- What is being asked
Copy the complete listing exactly as shown.

- Information provided
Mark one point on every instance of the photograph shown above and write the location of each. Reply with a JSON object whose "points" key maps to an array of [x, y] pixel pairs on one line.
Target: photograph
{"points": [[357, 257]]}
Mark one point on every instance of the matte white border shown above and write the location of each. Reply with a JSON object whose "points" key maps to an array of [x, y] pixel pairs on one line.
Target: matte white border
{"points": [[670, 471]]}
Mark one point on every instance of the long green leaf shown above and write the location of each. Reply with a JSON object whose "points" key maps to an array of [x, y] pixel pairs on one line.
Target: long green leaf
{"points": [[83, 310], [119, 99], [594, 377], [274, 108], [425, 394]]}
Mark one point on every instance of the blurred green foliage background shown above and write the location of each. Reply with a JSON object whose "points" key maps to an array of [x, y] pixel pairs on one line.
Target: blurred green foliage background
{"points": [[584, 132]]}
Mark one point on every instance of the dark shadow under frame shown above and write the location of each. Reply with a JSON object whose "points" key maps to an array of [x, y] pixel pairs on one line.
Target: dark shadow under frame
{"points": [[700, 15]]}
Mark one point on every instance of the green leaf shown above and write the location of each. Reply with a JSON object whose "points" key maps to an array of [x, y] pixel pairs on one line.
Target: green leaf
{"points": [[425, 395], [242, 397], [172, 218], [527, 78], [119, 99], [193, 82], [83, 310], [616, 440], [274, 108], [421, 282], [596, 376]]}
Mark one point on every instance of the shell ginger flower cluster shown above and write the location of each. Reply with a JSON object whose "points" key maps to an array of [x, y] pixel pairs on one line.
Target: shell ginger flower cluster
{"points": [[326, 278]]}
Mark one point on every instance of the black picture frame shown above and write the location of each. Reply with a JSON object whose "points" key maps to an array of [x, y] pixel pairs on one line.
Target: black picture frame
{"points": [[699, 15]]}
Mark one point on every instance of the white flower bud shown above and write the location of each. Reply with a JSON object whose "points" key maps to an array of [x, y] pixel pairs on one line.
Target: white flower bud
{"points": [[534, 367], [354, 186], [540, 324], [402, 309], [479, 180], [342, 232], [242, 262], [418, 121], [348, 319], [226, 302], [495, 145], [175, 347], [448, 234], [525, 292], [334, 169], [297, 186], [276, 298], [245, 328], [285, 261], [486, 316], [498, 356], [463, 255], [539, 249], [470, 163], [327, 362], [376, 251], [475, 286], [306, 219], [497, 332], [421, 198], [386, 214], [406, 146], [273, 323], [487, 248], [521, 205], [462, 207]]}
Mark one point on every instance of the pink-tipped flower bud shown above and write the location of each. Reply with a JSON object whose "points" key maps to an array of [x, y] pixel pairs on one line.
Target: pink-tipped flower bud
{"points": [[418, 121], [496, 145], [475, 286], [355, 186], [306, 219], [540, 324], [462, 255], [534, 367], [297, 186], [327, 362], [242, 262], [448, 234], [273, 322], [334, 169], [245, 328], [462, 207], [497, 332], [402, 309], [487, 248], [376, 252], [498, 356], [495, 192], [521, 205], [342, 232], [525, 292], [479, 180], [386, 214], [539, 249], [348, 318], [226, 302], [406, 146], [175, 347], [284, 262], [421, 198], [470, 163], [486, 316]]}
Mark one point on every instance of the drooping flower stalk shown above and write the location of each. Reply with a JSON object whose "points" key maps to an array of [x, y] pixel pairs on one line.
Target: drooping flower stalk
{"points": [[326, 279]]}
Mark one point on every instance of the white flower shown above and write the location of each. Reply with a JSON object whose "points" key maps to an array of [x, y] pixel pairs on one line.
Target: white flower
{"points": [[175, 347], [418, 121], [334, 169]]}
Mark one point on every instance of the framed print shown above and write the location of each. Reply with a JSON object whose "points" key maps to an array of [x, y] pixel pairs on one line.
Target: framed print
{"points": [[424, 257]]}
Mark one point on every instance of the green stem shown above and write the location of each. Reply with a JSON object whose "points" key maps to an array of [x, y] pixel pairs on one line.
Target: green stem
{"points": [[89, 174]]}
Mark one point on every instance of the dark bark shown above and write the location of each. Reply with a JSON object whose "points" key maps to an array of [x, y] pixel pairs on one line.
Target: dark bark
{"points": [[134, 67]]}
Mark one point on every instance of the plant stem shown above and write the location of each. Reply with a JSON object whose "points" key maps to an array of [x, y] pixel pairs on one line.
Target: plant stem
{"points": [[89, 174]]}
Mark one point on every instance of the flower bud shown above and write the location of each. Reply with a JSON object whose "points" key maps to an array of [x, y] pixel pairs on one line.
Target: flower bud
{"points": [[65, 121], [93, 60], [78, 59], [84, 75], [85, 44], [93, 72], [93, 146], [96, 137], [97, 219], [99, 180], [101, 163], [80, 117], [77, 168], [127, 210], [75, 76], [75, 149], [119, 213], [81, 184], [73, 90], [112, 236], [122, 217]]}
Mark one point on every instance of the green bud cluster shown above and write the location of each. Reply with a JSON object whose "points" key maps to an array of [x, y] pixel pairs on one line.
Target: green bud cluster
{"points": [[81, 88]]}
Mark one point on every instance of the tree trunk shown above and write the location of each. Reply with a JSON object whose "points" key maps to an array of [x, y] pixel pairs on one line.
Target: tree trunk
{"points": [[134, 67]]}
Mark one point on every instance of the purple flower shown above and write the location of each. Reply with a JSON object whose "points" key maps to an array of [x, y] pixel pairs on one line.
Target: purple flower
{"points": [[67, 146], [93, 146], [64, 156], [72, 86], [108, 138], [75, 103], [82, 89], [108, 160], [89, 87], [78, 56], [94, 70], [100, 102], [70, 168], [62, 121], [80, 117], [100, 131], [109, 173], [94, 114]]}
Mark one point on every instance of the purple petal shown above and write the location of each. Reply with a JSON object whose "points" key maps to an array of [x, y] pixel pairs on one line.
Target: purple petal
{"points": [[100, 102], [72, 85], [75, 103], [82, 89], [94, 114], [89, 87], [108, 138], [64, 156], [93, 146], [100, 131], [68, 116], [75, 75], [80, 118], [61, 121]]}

- Problem solution
Mark one point on every instance of the photograph shown above and write the location of each. Reply with a JSON object whose "points" key maps to an array of [x, y] pixel pairs on one line.
Target: photograph
{"points": [[357, 257]]}
Mark one point on every instance of the matte white border shown above and write the location of each. Reply with a JSON object whose "points" key maps to an array of [x, y] pixel pairs on one line.
Target: matte white border
{"points": [[670, 471]]}
Mark one point on every instance of the long green leaf shown above and write the location of each. Reply with a JSON object whose "points" key maps to an array of [x, y] pixel pairs on one line.
Target: long green leaf
{"points": [[83, 310], [119, 99], [594, 377], [274, 108], [425, 394]]}
Mark one point on every instance of the blurred green foliage background shown above and write the location of each. Reply with a JSON object whose "points" key maps to an array of [x, y] pixel pairs on one line.
Target: blurred green foliage background
{"points": [[584, 132]]}
Mark one point on every instance of the dark shadow under frame shown above and write the location of each. Reply with a JSON object whose "points" key maps to an array of [x, y] pixel pairs on one line.
Target: dark shadow under frame
{"points": [[700, 15]]}
Mark one point on every instance of the green leaf shown above and write the location of each. Reply with a JSON object whose "points" key maps to an array of [x, y] pixel pairs on one line.
Target: green leaf
{"points": [[425, 395], [242, 397], [172, 218], [527, 78], [119, 99], [193, 82], [83, 310], [616, 440], [274, 108], [421, 282], [596, 376]]}
Mark one point on every instance of the shell ginger flower cluster shown above and write the location of each. Reply with a JSON object whose "points" key maps to an array of [x, y] pixel pairs on one line.
Target: shell ginger flower cluster
{"points": [[326, 278]]}
Mark one point on every instance of the black picture frame shown above and write the location of each. Reply with a JSON object whose "points" key maps to an array of [x, y] pixel pairs on one line.
Target: black picture frame
{"points": [[699, 15]]}
Mark one point on every instance of the white flower bud shown above and write the location of each. Reply with a JSON object whose "points" key maps to an array of [x, y] pixel pairs on one line.
Target: white flower bud
{"points": [[534, 367], [354, 186], [540, 324], [402, 309], [479, 180], [342, 232], [242, 262], [418, 121], [348, 319], [226, 302], [495, 145], [175, 347], [448, 234], [525, 292], [334, 169], [297, 186], [276, 298], [245, 328], [285, 261], [486, 316], [498, 356], [463, 255], [539, 249], [470, 163], [327, 362], [376, 251], [475, 286], [306, 219], [497, 332], [421, 198], [386, 214], [406, 146], [273, 323], [487, 248], [521, 205], [462, 207]]}
Mark one point on every instance of the pink-tipped flower bud shown above and write the location of each. Reply with a JSON object whose "points" key maps to an array of [x, y] pixel pairs on one line.
Target: pink-tipped flower bud
{"points": [[418, 121], [496, 145], [475, 286], [355, 186], [306, 219], [540, 324], [462, 255], [534, 367], [297, 186], [327, 362], [242, 262], [448, 234], [273, 322], [334, 169], [245, 328], [462, 207], [497, 332], [402, 309], [487, 248], [376, 252], [498, 356], [495, 192], [521, 205], [342, 232], [525, 292], [479, 180], [386, 214], [539, 249], [348, 318], [226, 302], [406, 146], [175, 347], [284, 262], [421, 198], [470, 163], [486, 316]]}
Mark one point on every instance of the drooping flower stalk shown above and write the location of each. Reply with a JSON object whose "points" key maps to an array of [x, y] pixel pairs on one line.
Target: drooping flower stalk
{"points": [[326, 279]]}
Mark one point on every instance of the white flower shown above and write the location of each. Reply with a JSON object whose "points" key maps to an array of [x, y] pixel pairs on one line.
Target: white flower
{"points": [[175, 347], [418, 121], [334, 169]]}
Mark one point on every instance of the framed print shown above and write the location of each. Reply with a JSON object whose "points" key maps to an array of [x, y] pixel pairs on one line.
Target: framed print
{"points": [[424, 257]]}
Mark one point on every instance of the green stem shown above and write the location of each. Reply with a JSON object whose "points" key maps to an array of [x, y] pixel pairs on one line.
Target: green stem
{"points": [[89, 174]]}
Mark one point on every instance of the dark bark shown above and write the location of each. Reply with a JSON object whose "points" key maps to an array of [x, y] pixel pairs on one line.
Target: dark bark
{"points": [[134, 67]]}
Mark one point on every instance of the plant stem shown above and write the location of each. Reply with a JSON object whose "points" key maps to an array of [x, y] pixel pairs on one line.
Target: plant stem
{"points": [[89, 174]]}
Mark one point on every instance of the flower bud shown above and write the location of each. Reply with a JSON object whose "points" key maps to an array of [x, y] pixel pairs on one line.
Target: flower bud
{"points": [[65, 121], [93, 60], [78, 59], [84, 75], [85, 44], [93, 72], [93, 146], [96, 137], [97, 219], [99, 180], [101, 163], [80, 117], [77, 168], [127, 210], [75, 76], [75, 149], [119, 213], [81, 184], [73, 90], [112, 236], [122, 217]]}
Mark one point on every instance of the green bud cluster shown above and write the location of each. Reply with a JSON object whose "points" key maps to an array of [x, y] pixel pairs on one line.
Target: green bud cluster
{"points": [[81, 88]]}
Mark one point on every instance of the tree trunk shown above and write the location of each. Reply with a JSON object whose "points" key maps to an array of [x, y] pixel pairs on one line.
Target: tree trunk
{"points": [[134, 67]]}
Mark one point on every instance of the purple flower shown above and write the location of each. Reply with a JSON object whose "points" key maps to an array of [x, y] pixel pairs on one line.
Target: purple flower
{"points": [[67, 146], [93, 146], [64, 156], [72, 86], [108, 138], [75, 103], [82, 89], [108, 160], [89, 87], [78, 56], [94, 70], [100, 102], [70, 168], [62, 121], [80, 117], [100, 131], [109, 173], [94, 114]]}
Mark one point on every instance of the purple petal shown above and write the location of each. Reply with a JSON object whose "points" key maps to an array of [x, y] pixel pairs on one line.
Target: purple petal
{"points": [[100, 102], [72, 85], [75, 103], [82, 89], [94, 114], [89, 87], [108, 138], [64, 156], [93, 146], [100, 131], [68, 116], [75, 75], [80, 118], [61, 121]]}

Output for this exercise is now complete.